● Material provided

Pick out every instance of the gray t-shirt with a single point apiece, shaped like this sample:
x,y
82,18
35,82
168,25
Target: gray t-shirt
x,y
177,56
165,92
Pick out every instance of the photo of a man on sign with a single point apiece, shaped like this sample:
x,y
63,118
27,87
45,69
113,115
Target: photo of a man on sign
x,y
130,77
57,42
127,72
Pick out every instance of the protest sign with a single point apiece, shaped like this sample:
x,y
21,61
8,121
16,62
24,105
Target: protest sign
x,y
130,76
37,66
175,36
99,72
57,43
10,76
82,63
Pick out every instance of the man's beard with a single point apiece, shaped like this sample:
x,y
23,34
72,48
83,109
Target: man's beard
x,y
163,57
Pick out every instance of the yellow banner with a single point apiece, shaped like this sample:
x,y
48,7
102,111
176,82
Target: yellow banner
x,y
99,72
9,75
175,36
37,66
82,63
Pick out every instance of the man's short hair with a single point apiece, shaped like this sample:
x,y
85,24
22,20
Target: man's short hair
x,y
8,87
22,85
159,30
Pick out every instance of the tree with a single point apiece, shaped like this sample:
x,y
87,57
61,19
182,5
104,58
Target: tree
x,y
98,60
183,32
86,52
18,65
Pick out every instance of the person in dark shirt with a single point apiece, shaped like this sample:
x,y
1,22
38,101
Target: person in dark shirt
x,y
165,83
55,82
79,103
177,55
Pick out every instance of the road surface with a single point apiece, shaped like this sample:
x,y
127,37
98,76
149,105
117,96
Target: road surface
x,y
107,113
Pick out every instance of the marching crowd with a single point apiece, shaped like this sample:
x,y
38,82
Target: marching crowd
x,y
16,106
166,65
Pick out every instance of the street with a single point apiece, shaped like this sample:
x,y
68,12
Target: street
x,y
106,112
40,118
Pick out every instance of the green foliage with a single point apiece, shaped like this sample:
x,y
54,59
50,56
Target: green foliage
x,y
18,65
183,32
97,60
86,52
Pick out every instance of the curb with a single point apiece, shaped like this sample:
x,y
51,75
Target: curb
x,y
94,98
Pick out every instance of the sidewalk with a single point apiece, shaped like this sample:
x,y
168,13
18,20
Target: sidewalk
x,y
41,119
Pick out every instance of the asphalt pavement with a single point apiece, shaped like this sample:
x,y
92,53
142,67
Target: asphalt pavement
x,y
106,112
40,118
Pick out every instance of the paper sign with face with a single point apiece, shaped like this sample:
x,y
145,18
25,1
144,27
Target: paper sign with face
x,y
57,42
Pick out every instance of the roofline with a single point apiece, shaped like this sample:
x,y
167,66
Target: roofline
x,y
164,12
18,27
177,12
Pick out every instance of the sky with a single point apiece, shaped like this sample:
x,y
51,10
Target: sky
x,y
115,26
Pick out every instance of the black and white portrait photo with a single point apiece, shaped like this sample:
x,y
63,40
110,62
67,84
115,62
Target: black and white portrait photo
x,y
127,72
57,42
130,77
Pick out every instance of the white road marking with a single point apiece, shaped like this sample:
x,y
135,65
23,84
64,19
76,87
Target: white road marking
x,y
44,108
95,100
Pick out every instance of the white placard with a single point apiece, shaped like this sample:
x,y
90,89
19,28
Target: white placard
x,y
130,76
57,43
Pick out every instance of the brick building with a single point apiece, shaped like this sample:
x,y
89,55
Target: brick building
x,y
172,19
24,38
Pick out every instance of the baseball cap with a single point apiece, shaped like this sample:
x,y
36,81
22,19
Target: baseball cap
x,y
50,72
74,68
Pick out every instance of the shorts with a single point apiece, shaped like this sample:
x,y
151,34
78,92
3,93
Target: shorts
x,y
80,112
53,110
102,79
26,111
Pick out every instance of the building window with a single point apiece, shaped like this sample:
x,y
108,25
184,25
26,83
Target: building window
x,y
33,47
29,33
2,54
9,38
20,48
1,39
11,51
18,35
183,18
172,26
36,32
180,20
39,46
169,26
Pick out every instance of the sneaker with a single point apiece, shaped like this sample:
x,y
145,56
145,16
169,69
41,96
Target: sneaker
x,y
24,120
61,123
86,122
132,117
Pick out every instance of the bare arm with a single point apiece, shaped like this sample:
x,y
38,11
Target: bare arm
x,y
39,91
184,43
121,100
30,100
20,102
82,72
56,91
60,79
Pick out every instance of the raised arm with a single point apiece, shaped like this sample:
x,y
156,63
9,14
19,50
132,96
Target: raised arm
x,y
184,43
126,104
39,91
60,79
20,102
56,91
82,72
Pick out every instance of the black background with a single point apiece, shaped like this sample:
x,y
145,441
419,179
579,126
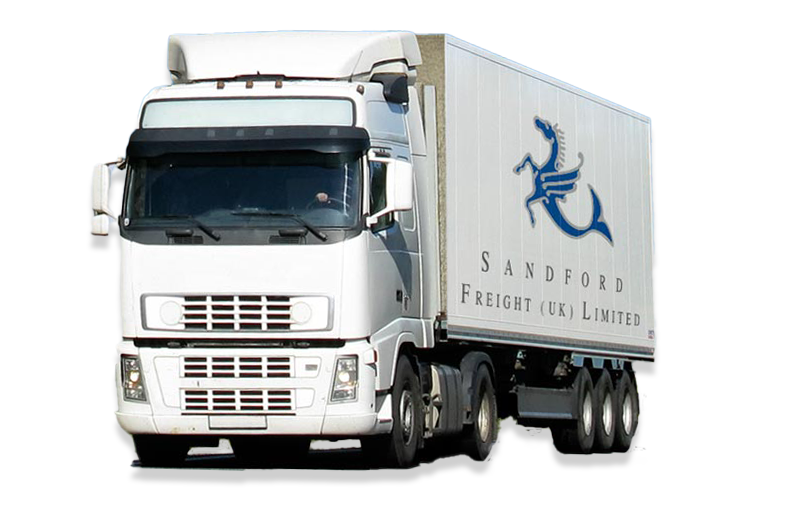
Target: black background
x,y
112,71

● Exercise brief
The finished copy should match the data above word for word and contain no pictures.

● Solution to this exercise
Pick out every instance of the gray t-shirt with a single point apiece, shaped like this sample:
x,y
82,18
35,82
168,25
Target: gray t-shirt
x,y
177,56
165,92
Pick out every instance of the photo of a man on sign with a single point apiece, shaped like this sample:
x,y
63,118
27,87
45,69
113,115
Target: photo of a man on sign
x,y
130,77
57,42
127,72
Pick out every instance of the protest sign with a single point apiece, shaped like this sample:
x,y
21,61
8,121
16,62
24,105
Target: protest sign
x,y
130,76
37,66
175,36
99,72
57,43
10,76
82,63
Pick out every instance of the man's beard with a single point apiece, shaped like this sample:
x,y
23,34
72,48
83,109
Target: man's beard
x,y
163,57
Pick out every instance of the yellow banner with a single point apiece, shaped like this sample:
x,y
48,7
102,111
176,82
Target: yellow banner
x,y
99,72
9,75
175,36
37,66
82,63
Pick out every instance of the man's short hair with a single point apiece, shaped like this sample:
x,y
85,24
22,20
Target: man's short hair
x,y
8,87
22,85
159,30
Pick out every instance of the tree with a single point apiece, shaped like this sample:
x,y
87,57
61,19
182,5
104,58
Target: tree
x,y
98,60
183,32
86,52
18,65
Pick out every instance of the person in dark shirt with a single point apiece, shaped like this sample:
x,y
1,22
38,101
Target: person in dark shirt
x,y
165,83
55,82
79,103
177,55
Pick out every instance of the road surface with a single point apiece, shaped like this sample:
x,y
127,37
98,76
149,105
117,96
Target: road surface
x,y
107,113
Pick out every instance of the marching crowd with a single point apiece, shaped like this sample:
x,y
38,82
Target: marching crowd
x,y
16,106
166,65
Pick out every instance of the street with a single point apiece, shaped like this sample:
x,y
68,12
Target: street
x,y
106,112
40,118
Pick out every instance of the green foliage with a single point apiece, shaped like this sample:
x,y
54,59
50,56
Target: green foliage
x,y
18,65
183,32
97,60
86,52
Pick out every instance of the curb with a single point apiece, shaped like this sample:
x,y
51,75
Target: curb
x,y
94,98
Pick out every instance of the sidewalk with a single point apiece, shaped like this sample:
x,y
168,13
18,20
Target: sidewalk
x,y
41,119
Pick out every instance of the asphalt pavement with a single point apiece, shaped like this sample:
x,y
92,53
142,67
Target: asphalt pavement
x,y
106,112
40,118
Pick out every instance of the paper sign with face with a single point apiece, shaped like this sample:
x,y
145,18
25,1
144,27
Target: paper sign with face
x,y
57,42
Pick out every instance of the roofline with a single point apiece, shaped like this sample:
x,y
167,66
Target: roofline
x,y
164,12
18,27
177,12
Pick out every instance of the sky with a single point apiece, shaped like this sample:
x,y
51,10
Target: sky
x,y
115,26
Pick out every instance of the black and white portrait photo with a single point apiece, shaped like this sample:
x,y
63,40
110,62
67,84
115,62
Target: black and white portrait photo
x,y
127,72
57,42
130,77
Pick out every instance of the white road marking with a single point apiece, shaped like this sample:
x,y
135,65
23,84
64,19
76,87
Target: white road marking
x,y
44,108
95,100
Pick out every instance of the white placard with a single point apiece, shaped like this sample:
x,y
90,89
19,28
Target: white placard
x,y
130,76
57,43
Pick out every instance of the brick building with a single point apiece, shaped like this sample:
x,y
89,55
Target: brick building
x,y
172,19
24,38
Pick out every instance of the baseball cap with a single point apiece, shaped like this sample:
x,y
36,81
22,19
Target: baseball cap
x,y
50,72
74,68
Pick out every instance of the shorts with a single point apiece, shaped like this sample:
x,y
151,34
78,92
3,93
Target: shorts
x,y
80,112
53,110
102,79
26,111
Pick out every instance of the building window with a single point apiece, shaped like this sample:
x,y
108,25
184,25
26,83
Target: building window
x,y
33,47
29,33
2,54
9,38
20,48
1,39
11,51
18,35
183,18
172,26
36,32
180,20
39,46
169,26
Pick out every instance of the sneaker with a single point apiece, shaped like this sample:
x,y
145,56
145,16
169,69
41,96
Target: sneaker
x,y
24,120
61,123
86,122
132,117
Pick out every instance of the bare arm with a single point apiece, shaped like this sample:
x,y
38,11
Target: bare arm
x,y
39,91
184,43
121,100
30,100
20,102
82,72
56,91
60,79
Pick out every instance of the raised arm with a single point apiece, shaped like this sample:
x,y
156,63
9,14
19,50
132,96
Target: raised arm
x,y
184,43
126,104
39,91
60,79
20,102
56,91
82,72
Pick out every instance of the black background with a single point apiece, shaped like this sample:
x,y
145,441
419,179
579,126
Target: black background
x,y
112,71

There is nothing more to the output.